(Location annotation data excerpts)
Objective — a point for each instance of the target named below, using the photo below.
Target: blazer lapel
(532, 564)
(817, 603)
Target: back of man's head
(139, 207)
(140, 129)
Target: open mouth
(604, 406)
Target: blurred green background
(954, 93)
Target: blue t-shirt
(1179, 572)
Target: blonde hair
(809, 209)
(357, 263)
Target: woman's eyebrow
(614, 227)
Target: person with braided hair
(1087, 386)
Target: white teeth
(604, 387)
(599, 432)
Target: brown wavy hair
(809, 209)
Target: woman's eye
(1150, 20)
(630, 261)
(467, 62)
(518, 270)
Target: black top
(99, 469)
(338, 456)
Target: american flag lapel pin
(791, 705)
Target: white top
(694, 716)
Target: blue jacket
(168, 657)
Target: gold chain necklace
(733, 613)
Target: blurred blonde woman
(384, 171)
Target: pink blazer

* _Directions for this task_
Convert every line of the data above into a JSON array of strings, one string per line, leaving out any blank lines.

* _Right answer_
[
  "Objective — a point for each instance of the target named below, using the photo below.",
  "Target: blazer lapel",
  "(532, 564)",
  "(817, 603)",
  "Target: back of man's head",
  "(139, 207)",
  "(140, 129)",
  "Target: open mouth",
  "(604, 406)",
  "Target: blurred green background",
  "(954, 93)",
  "Target: blue t-shirt",
  "(1179, 572)",
  "Target: blonde hair",
  "(809, 209)",
  "(357, 263)",
  "Target: woman's eyebrow",
  "(614, 227)",
  "Target: person with braided hair",
  "(1087, 386)",
  "Target: white teeth",
  "(604, 387)",
  "(599, 432)",
  "Target: brown wavy hair",
  "(809, 209)",
  "Target: woman's eye",
  "(1150, 20)",
  "(630, 261)",
  "(467, 62)",
  "(518, 270)",
  "Target: black top",
  "(99, 469)",
  "(338, 456)",
  "Target: american flag lapel pin",
  "(791, 705)",
  "Target: white top",
  "(694, 716)",
  "Target: blue jacket",
  "(168, 657)",
  "Target: gold chain necklace",
  "(733, 613)",
  "Target: blurred blonde woman",
  "(384, 171)",
  "Target: pink blazer"
]